:: Records shown ::

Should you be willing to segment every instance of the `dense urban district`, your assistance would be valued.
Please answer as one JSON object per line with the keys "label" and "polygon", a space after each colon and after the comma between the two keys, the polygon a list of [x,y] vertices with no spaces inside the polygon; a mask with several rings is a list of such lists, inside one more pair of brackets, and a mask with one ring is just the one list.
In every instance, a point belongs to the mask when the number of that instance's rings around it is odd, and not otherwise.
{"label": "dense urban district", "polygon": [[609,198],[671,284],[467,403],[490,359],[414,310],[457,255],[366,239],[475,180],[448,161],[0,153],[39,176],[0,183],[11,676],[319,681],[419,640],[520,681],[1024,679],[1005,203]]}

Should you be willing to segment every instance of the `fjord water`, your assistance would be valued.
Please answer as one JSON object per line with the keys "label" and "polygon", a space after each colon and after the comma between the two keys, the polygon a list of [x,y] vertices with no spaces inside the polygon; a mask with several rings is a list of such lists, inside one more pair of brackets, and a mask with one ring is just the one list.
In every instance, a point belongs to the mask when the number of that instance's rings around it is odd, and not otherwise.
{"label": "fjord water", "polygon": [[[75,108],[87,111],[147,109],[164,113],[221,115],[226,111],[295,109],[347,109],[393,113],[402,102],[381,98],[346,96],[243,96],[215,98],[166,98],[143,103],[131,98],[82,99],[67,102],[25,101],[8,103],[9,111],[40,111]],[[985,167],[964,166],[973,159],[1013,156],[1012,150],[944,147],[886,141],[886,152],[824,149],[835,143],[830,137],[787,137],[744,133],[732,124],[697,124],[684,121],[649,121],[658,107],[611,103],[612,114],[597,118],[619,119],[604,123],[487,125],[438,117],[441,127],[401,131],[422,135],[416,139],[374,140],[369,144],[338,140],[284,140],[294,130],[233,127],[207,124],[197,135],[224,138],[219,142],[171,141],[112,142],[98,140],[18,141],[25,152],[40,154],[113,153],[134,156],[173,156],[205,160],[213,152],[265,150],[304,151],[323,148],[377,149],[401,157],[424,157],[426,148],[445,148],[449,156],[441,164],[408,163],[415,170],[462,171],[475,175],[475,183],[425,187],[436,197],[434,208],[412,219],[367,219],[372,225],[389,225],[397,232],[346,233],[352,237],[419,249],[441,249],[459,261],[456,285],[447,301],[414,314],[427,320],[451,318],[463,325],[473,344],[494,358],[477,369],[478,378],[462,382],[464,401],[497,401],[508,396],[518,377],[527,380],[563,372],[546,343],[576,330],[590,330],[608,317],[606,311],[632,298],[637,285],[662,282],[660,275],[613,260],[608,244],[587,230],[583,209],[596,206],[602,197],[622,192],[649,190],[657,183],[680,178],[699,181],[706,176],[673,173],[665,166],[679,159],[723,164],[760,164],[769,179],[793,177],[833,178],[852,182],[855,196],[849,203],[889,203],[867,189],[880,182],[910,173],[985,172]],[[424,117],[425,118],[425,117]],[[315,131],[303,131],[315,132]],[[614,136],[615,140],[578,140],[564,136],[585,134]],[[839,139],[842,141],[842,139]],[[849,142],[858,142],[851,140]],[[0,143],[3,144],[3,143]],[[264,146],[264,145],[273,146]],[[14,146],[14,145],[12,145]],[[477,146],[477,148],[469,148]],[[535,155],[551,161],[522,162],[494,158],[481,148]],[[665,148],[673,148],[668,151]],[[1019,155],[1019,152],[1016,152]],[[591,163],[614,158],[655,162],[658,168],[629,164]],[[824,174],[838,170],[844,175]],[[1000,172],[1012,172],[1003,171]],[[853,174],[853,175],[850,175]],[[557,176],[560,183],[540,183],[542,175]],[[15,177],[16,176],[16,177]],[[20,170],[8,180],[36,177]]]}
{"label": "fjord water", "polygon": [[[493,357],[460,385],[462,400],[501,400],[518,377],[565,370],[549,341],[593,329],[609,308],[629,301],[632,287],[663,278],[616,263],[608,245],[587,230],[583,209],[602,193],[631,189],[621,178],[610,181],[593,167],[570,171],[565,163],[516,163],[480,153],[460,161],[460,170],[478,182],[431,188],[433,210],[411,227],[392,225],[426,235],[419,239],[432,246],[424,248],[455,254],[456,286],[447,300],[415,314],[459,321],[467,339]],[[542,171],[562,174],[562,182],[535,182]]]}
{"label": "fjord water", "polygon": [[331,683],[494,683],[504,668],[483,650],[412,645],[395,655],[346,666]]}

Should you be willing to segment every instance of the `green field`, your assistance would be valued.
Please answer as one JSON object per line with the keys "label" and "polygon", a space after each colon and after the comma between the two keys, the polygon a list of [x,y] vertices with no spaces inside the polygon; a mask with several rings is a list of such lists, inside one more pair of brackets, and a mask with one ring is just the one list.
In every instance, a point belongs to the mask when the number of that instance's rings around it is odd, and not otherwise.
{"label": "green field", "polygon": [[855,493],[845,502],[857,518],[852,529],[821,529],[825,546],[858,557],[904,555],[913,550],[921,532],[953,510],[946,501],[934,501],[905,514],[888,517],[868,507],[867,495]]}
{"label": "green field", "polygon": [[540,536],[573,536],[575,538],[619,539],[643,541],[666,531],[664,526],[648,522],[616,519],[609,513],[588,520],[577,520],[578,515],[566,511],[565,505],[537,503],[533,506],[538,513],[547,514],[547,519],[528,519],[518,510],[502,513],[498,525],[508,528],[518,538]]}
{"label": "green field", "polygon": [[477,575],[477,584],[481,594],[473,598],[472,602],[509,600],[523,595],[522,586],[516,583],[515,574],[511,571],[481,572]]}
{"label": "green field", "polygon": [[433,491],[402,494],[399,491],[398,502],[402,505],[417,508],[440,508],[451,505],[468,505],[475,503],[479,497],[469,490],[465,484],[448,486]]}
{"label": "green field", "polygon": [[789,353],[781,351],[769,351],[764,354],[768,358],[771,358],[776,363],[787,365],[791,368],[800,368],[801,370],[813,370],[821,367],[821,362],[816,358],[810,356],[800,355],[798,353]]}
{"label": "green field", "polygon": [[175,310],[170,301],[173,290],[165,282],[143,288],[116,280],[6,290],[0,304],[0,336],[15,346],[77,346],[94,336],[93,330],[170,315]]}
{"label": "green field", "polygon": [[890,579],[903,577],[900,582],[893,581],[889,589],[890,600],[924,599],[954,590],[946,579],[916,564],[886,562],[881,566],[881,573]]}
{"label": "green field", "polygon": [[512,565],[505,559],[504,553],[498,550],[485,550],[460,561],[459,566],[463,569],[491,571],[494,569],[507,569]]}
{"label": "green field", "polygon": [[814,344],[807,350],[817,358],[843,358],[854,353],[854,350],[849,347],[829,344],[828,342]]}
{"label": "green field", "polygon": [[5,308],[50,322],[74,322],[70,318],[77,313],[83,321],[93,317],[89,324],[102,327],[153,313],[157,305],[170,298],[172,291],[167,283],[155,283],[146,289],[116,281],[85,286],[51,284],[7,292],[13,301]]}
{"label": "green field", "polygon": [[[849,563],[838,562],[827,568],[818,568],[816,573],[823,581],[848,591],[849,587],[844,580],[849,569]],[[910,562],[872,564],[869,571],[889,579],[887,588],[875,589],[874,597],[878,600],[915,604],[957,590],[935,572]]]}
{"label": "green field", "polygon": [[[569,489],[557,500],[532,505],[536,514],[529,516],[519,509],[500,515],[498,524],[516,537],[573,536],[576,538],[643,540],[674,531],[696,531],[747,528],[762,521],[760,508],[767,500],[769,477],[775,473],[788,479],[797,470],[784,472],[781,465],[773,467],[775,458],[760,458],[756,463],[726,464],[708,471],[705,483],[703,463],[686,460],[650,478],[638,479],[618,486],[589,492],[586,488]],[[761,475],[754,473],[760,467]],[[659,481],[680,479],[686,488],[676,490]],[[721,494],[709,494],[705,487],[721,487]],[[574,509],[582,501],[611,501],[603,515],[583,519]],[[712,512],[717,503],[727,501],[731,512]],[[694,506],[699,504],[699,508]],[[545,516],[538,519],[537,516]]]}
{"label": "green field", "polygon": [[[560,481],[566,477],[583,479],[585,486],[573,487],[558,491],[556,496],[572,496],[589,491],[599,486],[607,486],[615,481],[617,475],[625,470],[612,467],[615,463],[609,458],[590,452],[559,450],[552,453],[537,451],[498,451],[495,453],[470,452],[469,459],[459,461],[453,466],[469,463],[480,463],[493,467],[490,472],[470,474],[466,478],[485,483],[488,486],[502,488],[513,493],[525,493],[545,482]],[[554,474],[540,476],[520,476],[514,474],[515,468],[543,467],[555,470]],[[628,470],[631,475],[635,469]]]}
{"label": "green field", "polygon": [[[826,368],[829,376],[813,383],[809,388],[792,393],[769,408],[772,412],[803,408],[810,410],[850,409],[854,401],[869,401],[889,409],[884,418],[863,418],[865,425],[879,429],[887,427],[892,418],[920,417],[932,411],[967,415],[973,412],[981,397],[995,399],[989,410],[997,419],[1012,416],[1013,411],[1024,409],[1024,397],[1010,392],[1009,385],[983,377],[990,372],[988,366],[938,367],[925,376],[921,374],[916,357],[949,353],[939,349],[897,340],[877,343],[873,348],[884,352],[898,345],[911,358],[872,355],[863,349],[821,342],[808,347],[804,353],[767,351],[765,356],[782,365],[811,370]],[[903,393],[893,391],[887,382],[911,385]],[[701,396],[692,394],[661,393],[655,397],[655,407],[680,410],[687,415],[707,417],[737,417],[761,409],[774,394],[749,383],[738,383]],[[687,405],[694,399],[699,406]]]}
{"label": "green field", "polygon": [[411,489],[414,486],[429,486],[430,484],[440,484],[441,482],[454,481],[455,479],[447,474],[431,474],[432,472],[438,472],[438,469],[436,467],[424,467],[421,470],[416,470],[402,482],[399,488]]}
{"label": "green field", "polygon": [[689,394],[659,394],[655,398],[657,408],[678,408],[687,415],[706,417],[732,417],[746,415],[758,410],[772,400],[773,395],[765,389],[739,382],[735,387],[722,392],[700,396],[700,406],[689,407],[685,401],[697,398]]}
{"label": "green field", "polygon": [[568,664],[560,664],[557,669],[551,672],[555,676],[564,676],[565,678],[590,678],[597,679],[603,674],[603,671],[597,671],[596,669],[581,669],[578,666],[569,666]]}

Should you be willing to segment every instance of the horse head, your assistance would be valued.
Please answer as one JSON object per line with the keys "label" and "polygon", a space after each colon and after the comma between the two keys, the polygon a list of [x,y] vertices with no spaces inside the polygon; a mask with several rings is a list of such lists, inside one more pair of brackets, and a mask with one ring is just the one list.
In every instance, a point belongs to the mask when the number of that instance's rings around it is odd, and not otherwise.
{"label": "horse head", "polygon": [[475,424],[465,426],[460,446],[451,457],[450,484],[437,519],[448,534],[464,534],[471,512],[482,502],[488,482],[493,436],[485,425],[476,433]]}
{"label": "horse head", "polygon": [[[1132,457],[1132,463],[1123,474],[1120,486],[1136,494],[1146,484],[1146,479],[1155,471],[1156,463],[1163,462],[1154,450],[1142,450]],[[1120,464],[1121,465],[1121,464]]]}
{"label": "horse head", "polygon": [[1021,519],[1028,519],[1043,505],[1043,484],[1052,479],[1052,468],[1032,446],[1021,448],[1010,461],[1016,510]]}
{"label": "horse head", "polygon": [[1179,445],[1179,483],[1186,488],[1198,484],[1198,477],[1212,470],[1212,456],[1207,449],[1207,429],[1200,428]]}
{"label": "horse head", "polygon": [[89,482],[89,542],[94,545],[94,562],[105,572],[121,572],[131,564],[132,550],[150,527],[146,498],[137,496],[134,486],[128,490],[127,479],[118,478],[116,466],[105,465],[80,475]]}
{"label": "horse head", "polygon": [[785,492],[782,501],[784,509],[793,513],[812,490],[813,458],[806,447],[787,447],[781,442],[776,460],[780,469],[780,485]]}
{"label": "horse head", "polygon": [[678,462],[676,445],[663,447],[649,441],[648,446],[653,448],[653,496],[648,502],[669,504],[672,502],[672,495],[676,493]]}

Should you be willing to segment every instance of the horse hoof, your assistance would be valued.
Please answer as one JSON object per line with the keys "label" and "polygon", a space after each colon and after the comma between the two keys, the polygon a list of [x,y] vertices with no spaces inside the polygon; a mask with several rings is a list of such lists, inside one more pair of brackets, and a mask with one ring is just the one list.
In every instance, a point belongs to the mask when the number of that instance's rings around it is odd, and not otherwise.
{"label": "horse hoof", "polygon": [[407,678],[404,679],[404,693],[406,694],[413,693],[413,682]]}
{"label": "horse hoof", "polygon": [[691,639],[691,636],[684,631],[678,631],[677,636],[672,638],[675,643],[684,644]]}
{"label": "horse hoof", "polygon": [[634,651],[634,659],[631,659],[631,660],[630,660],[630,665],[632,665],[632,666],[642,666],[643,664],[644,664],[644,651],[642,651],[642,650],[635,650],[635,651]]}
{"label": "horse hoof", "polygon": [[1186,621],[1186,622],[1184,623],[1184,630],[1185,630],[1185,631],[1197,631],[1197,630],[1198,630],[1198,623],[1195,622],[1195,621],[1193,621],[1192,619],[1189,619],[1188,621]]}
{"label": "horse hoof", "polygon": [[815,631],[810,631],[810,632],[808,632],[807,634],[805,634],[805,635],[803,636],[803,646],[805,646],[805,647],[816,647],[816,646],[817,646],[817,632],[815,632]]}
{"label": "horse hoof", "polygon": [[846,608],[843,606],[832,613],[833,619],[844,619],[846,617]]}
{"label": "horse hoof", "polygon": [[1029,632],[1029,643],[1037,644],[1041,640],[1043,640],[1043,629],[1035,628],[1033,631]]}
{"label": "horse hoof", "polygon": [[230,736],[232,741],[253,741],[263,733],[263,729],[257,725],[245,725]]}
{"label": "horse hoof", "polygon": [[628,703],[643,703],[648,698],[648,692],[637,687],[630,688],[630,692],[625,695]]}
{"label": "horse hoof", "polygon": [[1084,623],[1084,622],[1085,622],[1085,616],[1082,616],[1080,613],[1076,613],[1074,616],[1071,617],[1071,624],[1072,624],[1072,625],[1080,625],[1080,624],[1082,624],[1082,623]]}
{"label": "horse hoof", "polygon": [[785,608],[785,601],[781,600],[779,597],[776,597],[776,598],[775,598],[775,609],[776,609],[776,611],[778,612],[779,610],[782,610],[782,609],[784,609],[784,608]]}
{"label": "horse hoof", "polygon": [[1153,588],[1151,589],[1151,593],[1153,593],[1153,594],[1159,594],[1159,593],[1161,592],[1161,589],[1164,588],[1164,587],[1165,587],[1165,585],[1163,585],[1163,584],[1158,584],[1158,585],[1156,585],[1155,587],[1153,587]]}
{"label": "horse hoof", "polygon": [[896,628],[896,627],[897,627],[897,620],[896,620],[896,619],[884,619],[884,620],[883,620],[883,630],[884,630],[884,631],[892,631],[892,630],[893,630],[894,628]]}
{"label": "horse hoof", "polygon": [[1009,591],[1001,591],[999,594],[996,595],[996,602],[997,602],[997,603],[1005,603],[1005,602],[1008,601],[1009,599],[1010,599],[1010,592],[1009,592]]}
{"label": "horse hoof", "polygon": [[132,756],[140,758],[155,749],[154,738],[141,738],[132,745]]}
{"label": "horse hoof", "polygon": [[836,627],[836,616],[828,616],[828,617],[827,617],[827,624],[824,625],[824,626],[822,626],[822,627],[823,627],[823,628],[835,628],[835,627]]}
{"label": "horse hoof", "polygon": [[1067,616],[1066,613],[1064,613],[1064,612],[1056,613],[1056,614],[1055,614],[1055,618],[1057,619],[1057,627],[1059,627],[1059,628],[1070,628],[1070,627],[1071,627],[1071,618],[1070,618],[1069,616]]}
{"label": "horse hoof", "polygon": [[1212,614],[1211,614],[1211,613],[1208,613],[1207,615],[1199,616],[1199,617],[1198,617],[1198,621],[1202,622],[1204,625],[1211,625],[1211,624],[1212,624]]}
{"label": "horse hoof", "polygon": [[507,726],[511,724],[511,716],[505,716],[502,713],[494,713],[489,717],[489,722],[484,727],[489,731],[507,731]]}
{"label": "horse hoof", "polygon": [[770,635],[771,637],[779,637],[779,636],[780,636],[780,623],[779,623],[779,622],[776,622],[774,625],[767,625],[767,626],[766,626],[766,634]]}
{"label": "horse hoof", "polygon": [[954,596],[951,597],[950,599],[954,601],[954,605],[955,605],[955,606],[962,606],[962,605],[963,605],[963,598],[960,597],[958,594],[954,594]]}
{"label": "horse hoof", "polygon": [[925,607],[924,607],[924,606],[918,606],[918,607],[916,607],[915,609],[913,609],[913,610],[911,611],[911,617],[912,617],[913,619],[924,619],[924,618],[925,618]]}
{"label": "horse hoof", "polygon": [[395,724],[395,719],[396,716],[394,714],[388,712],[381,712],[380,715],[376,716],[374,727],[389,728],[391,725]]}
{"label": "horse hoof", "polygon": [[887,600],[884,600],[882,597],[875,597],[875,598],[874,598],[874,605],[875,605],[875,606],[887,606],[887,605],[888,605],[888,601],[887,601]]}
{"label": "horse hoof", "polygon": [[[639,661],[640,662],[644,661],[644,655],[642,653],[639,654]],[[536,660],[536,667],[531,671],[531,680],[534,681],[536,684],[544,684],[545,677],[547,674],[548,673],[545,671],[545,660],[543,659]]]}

:::

- Exercise -
Extract each line holding the word "Should" from the records.

- Exercise solution -
Should you be willing to segment every instance of the `dense urban district`, your assistance would be valued.
Should you be willing to segment every instance of the `fjord water`, your assistance would be valued.
Should you be willing to segment every instance of the `green field`, your assistance would be valued.
Should you be willing to segment every instance of the horse head, your assistance would be valued.
Should you be willing to segment every instance of the horse hoof, your assistance would be valued.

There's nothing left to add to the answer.